Start of Block

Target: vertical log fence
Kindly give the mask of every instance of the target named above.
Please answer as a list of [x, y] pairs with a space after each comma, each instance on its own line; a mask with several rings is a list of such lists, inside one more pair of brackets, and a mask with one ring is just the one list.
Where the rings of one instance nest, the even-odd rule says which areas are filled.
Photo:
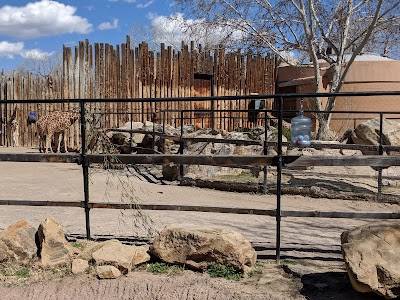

End of Block

Task prompt –
All of the lines above must be printed again exactly, and no picture may appear in the copy.

Solution to this exercise –
Target: vertical log fence
Kindly give the mask of every instance of the target named above.
Please answer as a list of [x, y] pairs with a space after each comma, each instance on its own line; a mask with several rings is a list of such lists, inside one more pair of brackets, and a mask with one ring is just the one list.
Where the rings of one instance nest, the even-odd rule says which areas are filled.
Photo:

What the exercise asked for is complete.